* **Required work**
1. List every emotion name that the passage on configuring voice output with Cartesia's API allows.
2. From the passage on configuring voice output with Cartesia's API, output the text between "You can send" and "and interactive experiences.", inclusive.

* **Exercise passage**
◆ ◆ ◆ ◆ ◆ ◆ ◆

This script sends the text input to the Sonic model, retrieves the audio output, and saves it as a .wav file.

Configuring your voice agent

Cartesia’s API allows users to customize the voice output further, such as adjusting speed, emotion, and localization.

Speed

Add the speed parameter in the __experimental_controls dictionary to the voice object in your API request to customize speed.

Speed options are:

"slowest": Very slow speech
"slow": Slower than normal speech
"normal": Default speech rate
"fast": Faster than normal speech
"fastest": Very fast speech

You can also define speed as a number within the range [−1.0,1.0] for more granular control. A value of 0 represents the default speed, while negative values slow it down and positive values speed it up.

"voice": {  
  "mode": "id",  
  "id": "VOICE_ID",  
  "__experimental_controls": {    
    "speed": "fast,  
  }
}

Emotion

Add the emotion parameter in the __experimental_controls dictionary to the voice object in your API request to customize emotion. The emotion parameter is an array of “tags” in the form emotion_name: level.

Emotion names can be anger, positivity, surprise, sadness, curiosity.

Emotion levels are lowest, low, high, and highest. They are purely additive. For example, “surprise: low” will add a small amount of surprise to the voice, not make it less surprised. Omit the level for a moderate addition of the emotion.

"voice": {  
  "mode": "id",  
  "id": "VOICE_ID",  
  "__experimental_controls": {   
    "emotion": [      
    "positivity:high",    
    ]  
  }
}

Stream Inputs

For interactive applications, you may want to generate speech dynamically from an AI model, such as a large language model (LLM). Cartesia’s API supports real-time voice generation through a feature we call continuations. They continue the generation from where the last one left off, maintaining the previous generation's sound pattern and context.

Continuation is configured using context_id in your text input. All words/phrases in a continuous sentence should be marked with the same context_id.

{"transcript": 
   "Hello, Sonic!", 
   "continue": true, 
   "context_id": "stream1"
}
{"transcript": 
   " I'm streaming ", 
   "continue": true, 
   "context_id": "stream1"
}
{"transcript": 
   "inputs.", 
   "continue": false, 
   "context_id": "stream1"
}

You can send the generation request with the context_id to the TTS WebSocket endpoint. Further inputs with the same context_id will continue the generation, maintaining prosody.

This feature is handy for voice ai agents, chatbots, and interactive experiences.

FAQs about voice AI agents

Is voice AI technology usable yet?

◆ ◆ ◆ ◆ ◆ ◆ ◆

* **Extracted material**
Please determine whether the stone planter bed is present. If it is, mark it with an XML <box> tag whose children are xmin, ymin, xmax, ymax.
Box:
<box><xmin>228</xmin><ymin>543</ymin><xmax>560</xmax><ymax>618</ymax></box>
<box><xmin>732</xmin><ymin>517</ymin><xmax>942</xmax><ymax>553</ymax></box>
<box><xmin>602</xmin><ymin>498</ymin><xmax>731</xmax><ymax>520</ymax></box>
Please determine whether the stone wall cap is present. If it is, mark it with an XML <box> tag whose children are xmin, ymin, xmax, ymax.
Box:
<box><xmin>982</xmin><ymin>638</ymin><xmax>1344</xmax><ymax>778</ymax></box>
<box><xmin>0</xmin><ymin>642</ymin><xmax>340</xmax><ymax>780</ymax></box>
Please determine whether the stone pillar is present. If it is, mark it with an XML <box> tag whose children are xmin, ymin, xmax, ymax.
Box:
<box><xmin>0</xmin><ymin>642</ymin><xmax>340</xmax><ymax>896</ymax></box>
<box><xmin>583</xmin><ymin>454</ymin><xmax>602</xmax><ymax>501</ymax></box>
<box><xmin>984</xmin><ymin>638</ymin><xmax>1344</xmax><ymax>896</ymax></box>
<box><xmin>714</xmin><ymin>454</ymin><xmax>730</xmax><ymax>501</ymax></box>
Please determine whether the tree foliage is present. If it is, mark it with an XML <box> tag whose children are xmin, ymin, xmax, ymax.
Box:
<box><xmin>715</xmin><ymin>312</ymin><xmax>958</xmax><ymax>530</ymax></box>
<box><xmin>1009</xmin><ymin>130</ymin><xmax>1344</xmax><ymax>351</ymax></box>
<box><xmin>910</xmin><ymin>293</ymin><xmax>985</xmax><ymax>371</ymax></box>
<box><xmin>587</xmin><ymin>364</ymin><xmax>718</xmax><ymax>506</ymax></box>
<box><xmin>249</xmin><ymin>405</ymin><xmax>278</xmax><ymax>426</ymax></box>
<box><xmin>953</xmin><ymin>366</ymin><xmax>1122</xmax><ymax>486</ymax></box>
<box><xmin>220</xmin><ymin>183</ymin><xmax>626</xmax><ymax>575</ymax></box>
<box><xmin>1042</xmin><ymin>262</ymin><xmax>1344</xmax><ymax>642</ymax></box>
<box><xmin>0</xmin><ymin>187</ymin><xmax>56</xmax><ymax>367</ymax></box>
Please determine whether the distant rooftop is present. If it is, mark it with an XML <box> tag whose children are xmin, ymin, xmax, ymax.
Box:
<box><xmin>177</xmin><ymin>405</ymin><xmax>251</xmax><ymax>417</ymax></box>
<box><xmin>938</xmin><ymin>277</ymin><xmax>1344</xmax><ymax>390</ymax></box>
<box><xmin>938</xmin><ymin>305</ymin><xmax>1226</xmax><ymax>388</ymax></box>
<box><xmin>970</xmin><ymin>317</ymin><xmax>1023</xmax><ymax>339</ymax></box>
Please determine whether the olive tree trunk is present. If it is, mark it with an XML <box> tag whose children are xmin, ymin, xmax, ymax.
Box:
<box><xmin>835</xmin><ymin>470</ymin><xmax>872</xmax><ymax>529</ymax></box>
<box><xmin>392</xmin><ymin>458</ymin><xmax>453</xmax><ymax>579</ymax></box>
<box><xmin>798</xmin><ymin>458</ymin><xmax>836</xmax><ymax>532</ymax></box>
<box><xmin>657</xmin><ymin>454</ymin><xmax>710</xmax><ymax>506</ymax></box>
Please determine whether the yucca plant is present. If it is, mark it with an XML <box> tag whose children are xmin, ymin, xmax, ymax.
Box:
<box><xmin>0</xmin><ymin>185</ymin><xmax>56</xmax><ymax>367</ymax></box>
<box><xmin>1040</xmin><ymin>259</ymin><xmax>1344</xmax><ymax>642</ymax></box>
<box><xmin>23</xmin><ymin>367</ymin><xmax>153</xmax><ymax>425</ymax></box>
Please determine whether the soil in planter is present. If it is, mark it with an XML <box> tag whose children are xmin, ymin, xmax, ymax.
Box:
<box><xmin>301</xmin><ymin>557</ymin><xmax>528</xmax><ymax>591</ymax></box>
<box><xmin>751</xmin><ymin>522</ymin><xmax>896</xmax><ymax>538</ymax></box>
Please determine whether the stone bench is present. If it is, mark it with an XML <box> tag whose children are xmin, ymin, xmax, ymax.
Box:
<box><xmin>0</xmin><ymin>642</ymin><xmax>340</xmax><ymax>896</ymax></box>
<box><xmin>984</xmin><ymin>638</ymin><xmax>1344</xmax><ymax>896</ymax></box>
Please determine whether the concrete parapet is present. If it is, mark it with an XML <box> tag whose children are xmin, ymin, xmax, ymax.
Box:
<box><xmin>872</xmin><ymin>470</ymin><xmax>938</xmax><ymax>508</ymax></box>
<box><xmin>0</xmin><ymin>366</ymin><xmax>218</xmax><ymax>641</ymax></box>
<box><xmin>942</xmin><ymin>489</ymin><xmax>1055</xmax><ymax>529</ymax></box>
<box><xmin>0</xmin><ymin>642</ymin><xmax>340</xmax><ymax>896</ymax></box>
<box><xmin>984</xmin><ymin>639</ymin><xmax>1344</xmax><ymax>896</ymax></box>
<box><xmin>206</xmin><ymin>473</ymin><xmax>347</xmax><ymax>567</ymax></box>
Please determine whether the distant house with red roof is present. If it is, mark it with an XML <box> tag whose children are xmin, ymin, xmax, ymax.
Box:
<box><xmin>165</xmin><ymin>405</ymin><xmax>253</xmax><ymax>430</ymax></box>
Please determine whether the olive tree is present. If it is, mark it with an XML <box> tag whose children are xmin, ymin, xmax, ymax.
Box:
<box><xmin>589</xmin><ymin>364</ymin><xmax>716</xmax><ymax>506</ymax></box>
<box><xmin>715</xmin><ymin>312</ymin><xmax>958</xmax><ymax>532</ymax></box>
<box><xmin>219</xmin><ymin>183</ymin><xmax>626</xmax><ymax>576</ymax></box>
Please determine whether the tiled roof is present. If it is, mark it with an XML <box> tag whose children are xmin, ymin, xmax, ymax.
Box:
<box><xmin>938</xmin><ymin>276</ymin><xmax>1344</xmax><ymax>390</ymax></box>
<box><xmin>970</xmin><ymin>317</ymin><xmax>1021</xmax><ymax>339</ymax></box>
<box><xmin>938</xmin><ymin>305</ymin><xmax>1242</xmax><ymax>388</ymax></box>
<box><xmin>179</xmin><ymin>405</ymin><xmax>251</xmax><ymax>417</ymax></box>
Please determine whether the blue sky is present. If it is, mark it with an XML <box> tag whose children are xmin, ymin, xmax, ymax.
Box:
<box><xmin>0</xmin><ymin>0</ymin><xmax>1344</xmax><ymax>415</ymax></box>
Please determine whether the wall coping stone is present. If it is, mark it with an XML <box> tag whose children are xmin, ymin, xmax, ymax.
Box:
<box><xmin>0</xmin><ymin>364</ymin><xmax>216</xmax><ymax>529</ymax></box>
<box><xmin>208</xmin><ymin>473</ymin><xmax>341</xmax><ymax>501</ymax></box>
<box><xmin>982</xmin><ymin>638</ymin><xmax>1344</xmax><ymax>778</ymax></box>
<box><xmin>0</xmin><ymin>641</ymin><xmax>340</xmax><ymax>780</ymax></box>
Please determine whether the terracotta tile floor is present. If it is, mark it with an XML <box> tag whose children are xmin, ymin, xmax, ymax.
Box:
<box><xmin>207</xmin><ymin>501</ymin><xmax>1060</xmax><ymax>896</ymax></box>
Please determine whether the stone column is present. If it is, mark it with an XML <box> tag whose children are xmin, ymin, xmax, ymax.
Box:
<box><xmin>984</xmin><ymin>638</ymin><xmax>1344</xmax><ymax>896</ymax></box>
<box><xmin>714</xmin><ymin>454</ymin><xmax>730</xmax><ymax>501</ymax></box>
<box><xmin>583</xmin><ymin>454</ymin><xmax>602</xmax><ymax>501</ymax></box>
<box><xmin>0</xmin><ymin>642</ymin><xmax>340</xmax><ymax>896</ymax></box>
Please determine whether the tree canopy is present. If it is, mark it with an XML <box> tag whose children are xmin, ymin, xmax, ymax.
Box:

◆ ◆ ◆ ◆ ◆ ◆ ◆

* **Outputs for the tasks**
1. anger, positivity, surprise, sadness, curiosity

2.
You can send the generation request with the context_id to the TTS WebSocket endpoint. Further inputs with the same context_id will continue the generation, maintaining prosody.

This feature is handy for voice ai agents, chatbots, and interactive experiences.